**The problem**
Pick out every line in the records below that contains the word "jacket" and copy each one.

Stored records:
:::

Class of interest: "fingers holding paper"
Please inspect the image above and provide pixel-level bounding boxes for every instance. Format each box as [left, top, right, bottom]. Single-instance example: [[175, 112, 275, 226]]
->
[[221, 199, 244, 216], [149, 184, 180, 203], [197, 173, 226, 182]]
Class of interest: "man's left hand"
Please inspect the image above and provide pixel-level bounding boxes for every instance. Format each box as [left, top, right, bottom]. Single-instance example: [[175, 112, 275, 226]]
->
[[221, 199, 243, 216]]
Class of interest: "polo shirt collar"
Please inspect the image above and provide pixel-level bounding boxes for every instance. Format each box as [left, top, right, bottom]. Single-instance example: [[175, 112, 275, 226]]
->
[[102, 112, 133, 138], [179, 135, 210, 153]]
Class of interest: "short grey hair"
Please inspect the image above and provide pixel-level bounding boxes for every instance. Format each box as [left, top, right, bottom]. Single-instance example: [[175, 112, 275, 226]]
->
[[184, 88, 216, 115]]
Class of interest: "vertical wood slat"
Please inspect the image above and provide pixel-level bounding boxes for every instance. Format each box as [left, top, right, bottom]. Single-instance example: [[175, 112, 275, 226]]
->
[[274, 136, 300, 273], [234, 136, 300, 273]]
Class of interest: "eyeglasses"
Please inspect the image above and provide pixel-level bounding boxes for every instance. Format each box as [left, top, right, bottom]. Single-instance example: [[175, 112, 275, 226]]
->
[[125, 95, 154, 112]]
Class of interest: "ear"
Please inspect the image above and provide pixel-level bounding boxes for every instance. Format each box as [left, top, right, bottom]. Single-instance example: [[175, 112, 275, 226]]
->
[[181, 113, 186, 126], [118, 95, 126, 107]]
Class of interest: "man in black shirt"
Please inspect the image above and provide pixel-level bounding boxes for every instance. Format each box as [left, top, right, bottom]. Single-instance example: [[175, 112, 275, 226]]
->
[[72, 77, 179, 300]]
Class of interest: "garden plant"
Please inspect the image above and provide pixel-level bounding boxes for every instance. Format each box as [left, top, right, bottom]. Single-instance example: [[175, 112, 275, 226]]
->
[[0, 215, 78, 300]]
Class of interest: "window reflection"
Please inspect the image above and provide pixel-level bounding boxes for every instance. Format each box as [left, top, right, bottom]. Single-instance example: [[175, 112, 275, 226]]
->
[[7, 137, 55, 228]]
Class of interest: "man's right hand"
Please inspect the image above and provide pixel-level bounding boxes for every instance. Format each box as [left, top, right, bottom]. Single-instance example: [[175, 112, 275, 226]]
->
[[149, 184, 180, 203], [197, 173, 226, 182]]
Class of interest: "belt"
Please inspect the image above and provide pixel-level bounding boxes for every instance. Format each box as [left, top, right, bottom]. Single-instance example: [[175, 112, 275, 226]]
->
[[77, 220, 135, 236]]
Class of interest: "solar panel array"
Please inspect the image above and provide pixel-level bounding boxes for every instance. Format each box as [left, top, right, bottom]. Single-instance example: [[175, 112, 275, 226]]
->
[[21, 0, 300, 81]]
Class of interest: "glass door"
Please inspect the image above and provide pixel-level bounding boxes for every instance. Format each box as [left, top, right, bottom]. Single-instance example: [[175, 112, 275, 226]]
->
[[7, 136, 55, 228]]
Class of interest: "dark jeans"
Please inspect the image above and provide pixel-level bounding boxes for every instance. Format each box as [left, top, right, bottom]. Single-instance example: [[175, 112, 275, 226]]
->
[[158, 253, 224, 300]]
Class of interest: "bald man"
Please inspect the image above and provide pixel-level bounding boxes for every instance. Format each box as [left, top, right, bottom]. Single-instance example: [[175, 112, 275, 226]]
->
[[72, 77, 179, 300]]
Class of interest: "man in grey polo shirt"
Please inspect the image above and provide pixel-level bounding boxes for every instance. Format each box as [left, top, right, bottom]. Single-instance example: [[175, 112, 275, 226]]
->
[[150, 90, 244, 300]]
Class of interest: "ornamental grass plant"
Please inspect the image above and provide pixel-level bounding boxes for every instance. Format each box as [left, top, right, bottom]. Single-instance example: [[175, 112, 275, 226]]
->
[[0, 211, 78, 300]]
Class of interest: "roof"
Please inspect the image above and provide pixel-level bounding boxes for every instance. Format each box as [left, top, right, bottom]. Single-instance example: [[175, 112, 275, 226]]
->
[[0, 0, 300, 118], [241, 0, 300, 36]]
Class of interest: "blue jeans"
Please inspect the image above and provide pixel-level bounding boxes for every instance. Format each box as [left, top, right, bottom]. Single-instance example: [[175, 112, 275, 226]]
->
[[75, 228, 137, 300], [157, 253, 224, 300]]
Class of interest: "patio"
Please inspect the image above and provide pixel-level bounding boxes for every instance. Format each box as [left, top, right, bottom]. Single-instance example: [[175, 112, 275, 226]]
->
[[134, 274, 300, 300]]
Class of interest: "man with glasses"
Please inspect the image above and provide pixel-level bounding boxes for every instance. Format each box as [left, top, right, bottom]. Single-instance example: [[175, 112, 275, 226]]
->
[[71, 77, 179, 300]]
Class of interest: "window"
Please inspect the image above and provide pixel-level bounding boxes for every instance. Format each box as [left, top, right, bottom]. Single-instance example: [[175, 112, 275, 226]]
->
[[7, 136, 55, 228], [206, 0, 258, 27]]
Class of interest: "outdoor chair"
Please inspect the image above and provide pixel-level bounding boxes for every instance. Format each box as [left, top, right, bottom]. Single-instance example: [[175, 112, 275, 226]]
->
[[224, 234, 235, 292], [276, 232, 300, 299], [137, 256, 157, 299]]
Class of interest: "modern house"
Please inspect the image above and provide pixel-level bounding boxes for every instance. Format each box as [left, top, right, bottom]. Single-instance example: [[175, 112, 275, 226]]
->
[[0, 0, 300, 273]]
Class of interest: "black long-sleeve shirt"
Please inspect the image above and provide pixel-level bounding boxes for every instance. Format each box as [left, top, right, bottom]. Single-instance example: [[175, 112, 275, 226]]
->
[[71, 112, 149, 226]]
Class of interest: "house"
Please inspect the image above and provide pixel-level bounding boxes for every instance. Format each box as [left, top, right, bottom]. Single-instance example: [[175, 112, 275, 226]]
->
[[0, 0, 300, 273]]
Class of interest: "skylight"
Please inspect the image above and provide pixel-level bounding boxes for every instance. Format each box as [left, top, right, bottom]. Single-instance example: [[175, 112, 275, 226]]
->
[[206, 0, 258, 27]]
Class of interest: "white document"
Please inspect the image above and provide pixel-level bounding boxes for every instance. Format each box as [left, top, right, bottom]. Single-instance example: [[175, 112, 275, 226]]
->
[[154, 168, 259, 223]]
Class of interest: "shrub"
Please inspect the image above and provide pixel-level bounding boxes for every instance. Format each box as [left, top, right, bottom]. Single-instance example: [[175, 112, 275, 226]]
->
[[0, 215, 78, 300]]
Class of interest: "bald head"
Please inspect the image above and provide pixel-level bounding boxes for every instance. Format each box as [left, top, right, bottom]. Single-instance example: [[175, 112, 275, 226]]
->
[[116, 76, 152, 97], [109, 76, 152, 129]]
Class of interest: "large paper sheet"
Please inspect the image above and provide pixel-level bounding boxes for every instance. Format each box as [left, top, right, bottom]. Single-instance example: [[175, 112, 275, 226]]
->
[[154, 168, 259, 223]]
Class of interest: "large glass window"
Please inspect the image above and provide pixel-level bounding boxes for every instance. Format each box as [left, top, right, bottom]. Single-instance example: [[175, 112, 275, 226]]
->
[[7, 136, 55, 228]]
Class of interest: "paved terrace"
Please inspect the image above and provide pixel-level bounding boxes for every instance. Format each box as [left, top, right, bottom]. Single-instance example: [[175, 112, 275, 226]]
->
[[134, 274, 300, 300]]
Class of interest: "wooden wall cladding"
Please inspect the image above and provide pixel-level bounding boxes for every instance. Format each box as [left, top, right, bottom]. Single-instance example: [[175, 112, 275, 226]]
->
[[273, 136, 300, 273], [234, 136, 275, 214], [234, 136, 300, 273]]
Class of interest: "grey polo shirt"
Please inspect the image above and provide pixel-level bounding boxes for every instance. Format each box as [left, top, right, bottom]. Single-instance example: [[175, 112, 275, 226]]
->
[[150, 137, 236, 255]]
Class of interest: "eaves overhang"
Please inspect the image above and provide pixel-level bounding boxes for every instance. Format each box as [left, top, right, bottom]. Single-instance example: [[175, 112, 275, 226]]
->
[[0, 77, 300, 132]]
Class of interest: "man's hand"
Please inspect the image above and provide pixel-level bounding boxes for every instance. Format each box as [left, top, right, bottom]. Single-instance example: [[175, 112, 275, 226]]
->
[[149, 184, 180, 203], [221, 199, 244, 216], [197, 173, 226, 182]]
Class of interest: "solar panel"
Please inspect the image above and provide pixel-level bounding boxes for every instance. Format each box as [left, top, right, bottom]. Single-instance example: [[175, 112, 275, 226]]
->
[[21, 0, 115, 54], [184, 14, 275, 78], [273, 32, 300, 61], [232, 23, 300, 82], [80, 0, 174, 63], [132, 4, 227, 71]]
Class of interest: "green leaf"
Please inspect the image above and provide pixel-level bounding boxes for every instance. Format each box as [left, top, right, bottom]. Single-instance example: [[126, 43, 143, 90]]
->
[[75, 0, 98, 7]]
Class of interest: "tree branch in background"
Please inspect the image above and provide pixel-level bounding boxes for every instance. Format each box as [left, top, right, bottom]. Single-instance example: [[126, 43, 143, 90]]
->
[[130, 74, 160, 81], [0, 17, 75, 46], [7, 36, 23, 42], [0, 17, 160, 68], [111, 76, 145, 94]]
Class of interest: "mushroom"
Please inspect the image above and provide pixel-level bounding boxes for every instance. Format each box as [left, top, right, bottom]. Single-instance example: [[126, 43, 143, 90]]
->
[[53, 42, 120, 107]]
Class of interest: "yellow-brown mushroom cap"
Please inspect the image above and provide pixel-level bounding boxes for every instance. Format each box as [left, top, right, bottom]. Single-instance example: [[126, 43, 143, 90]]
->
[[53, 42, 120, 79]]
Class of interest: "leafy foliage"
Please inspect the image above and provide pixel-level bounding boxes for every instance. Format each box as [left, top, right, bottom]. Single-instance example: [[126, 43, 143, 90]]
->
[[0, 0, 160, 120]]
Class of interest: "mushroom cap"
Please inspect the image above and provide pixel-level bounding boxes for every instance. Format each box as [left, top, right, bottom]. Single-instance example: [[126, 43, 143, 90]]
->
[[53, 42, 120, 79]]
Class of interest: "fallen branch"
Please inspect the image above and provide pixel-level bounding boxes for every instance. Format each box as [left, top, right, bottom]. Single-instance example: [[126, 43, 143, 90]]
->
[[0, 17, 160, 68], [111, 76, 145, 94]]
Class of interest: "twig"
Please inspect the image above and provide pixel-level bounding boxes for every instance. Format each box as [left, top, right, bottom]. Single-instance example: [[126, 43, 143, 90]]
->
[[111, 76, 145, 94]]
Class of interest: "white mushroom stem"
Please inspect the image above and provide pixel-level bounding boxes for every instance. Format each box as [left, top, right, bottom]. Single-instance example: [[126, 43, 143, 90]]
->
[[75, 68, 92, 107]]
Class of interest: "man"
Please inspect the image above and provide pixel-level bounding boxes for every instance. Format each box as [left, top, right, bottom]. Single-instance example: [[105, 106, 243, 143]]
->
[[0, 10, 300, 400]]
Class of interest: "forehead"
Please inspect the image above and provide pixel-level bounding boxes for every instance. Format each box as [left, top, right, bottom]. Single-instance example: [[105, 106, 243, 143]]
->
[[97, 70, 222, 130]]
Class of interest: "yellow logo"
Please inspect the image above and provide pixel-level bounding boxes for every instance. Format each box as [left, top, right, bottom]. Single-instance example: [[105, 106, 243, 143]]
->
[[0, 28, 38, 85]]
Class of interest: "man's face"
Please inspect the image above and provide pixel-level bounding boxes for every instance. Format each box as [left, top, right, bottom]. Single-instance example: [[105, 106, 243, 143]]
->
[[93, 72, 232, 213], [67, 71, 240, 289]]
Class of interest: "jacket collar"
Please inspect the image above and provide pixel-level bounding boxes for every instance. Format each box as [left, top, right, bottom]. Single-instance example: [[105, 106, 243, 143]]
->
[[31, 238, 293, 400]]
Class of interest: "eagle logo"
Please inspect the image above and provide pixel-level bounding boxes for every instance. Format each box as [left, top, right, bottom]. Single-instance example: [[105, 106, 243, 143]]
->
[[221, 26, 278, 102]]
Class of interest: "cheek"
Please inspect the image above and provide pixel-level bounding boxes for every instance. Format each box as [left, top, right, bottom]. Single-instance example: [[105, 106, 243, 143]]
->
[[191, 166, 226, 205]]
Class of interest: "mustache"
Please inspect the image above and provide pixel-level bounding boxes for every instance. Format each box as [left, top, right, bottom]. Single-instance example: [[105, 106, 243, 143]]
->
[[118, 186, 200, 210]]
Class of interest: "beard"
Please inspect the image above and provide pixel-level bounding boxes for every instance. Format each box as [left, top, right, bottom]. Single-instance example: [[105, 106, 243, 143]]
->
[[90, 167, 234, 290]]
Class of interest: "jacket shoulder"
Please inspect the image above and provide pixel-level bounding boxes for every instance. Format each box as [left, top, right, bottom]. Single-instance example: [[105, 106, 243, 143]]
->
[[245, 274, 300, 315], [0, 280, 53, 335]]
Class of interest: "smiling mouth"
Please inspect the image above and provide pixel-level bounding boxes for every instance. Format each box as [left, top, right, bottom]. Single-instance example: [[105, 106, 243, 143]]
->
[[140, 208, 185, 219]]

:::

**Correct result**
Class of interest: "jacket collar"
Class of interest: "jacket shoulder"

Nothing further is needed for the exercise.